**Tâche à réaliser**
Citez intégralement le texte sur The Young Gods, sans y changer un seul mot.

**Texte**
The Young Gods – Appear Disappear

Mais comment font-ils ? Comment ces jeunes gaillards parviennent à surprendre sans cesse depuis quarante ans, à transformer en or tout ce qu’ils touchent de leur main divine, à ne pas sonner redondants même quand ils reviennent à leurs fondamentaux ?
Avec eux, la colère ne semble jamais feinte, les sonorités violentes ne sonnent pas désuètes, The Young Gods ne vieillissent pas, ou le cachent admirablement bien.
Le temps passe, les projets s’accumulent comme autant de défis à relever (citons notamment un live acoustique, des reprises de Kurt Weill, un album avec Dälek, un autre avec Faust, le In C de Terry Riley revisité à la sauce divine), chaque fois que les Young Gods disparaissent, ils nous laissent de quoi nous substanter tant leur œuvre est riche et recèle de subtilités à découvrir et lorsqu’ils réapparaissent, ils sont tels qu’on les connait, massifs, imposants, rassurants aussi d’une certaine manière, et toujours un peu différents de la fois d’avant.
Car les Young Gods conservent un œil sur le rétro, n’oublient pas ce qu’ils ont su faire de mieux mais s’adaptent à ce foutu temps qui passe, s’en inspirent et nourrissent (confronté à la perte de sa femme et dégoûté par les conflits mondiaux, Franz Treichler a ainsi souhaité revenir à une musique plus brute et frontale), absorbent ce qu’il y a de meilleur pour rester modernes, percutants et pertinents. Quand ils ne le seront plus, il sera temps de leur faire nos adieux. Sans trop de regrets vu tout ce qu’ils nous ont déjà offert. Pour l’heure, le monde est meilleur avec des guides comme eux.

**Données disponibles**

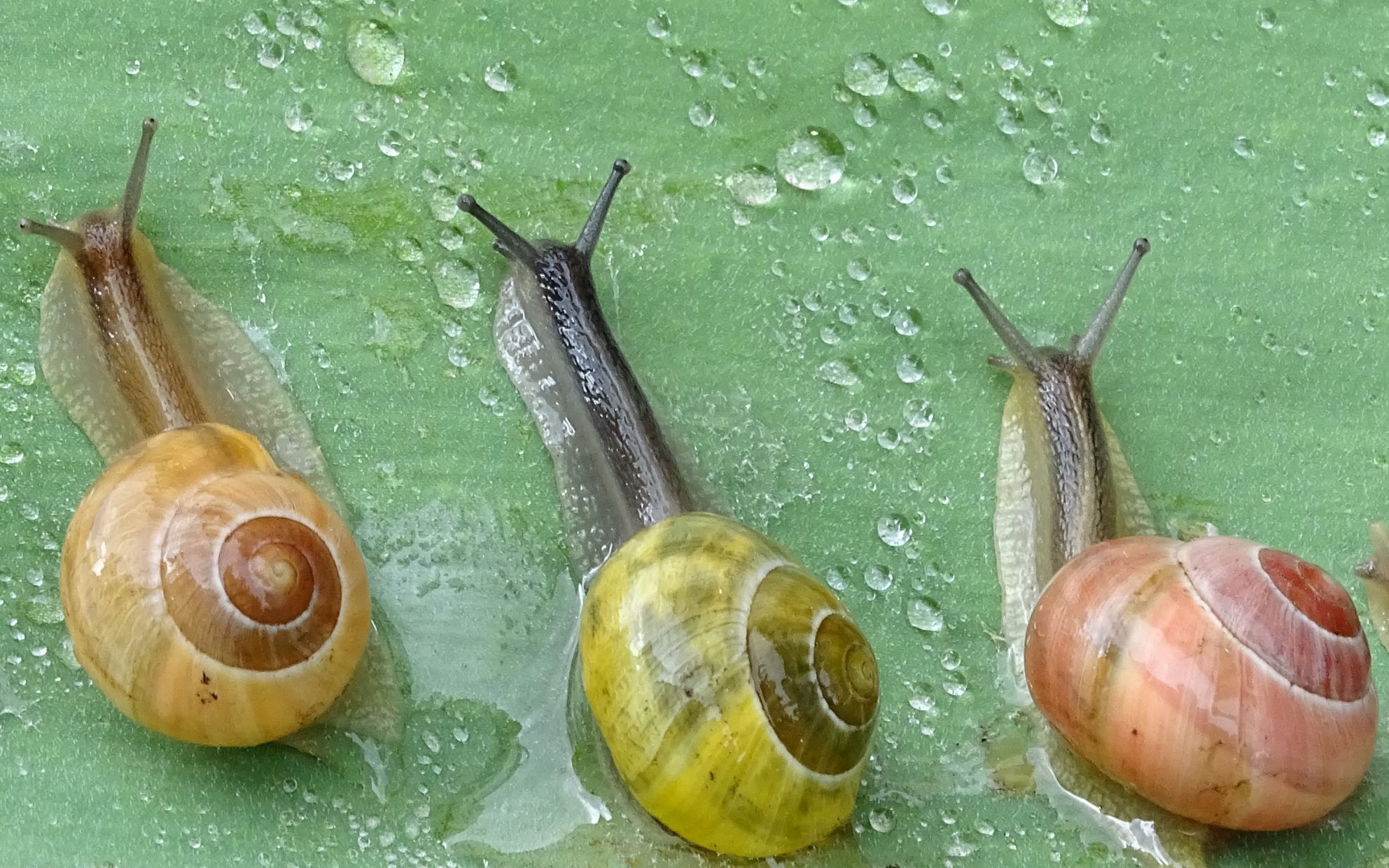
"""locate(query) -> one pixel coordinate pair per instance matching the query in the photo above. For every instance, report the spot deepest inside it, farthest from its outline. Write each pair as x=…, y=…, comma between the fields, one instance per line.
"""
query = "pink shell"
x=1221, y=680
==
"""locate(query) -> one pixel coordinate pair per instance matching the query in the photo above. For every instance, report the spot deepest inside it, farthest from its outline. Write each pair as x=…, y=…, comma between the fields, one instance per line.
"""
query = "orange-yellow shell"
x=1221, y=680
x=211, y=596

**Réponse attendue**
The Young Gods – Appear Disappear

Mais comment font-ils ? Comment ces jeunes gaillards parviennent à surprendre sans cesse depuis quarante ans, à transformer en or tout ce qu’ils touchent de leur main divine, à ne pas sonner redondants même quand ils reviennent à leurs fondamentaux ?
Avec eux, la colère ne semble jamais feinte, les sonorités violentes ne sonnent pas désuètes, The Young Gods ne vieillissent pas, ou le cachent admirablement bien.
Le temps passe, les projets s’accumulent comme autant de défis à relever (citons notamment un live acoustique, des reprises de Kurt Weill, un album avec Dälek, un autre avec Faust, le In C de Terry Riley revisité à la sauce divine), chaque fois que les Young Gods disparaissent, ils nous laissent de quoi nous substanter tant leur œuvre est riche et recèle de subtilités à découvrir et lorsqu’ils réapparaissent, ils sont tels qu’on les connait, massifs, imposants, rassurants aussi d’une certaine manière, et toujours un peu différents de la fois d’avant.
Car les Young Gods conservent un œil sur le rétro, n’oublient pas ce qu’ils ont su faire de mieux mais s’adaptent à ce foutu temps qui passe, s’en inspirent et nourrissent (confronté à la perte de sa femme et dégoûté par les conflits mondiaux, Franz Treichler a ainsi souhaité revenir à une musique plus brute et frontale), absorbent ce qu’il y a de meilleur pour rester modernes, percutants et pertinents. Quand ils ne le seront plus, il sera temps de leur faire nos adieux. Sans trop de regrets vu tout ce qu’ils nous ont déjà offert. Pour l’heure, le monde est meilleur avec des guides comme eux.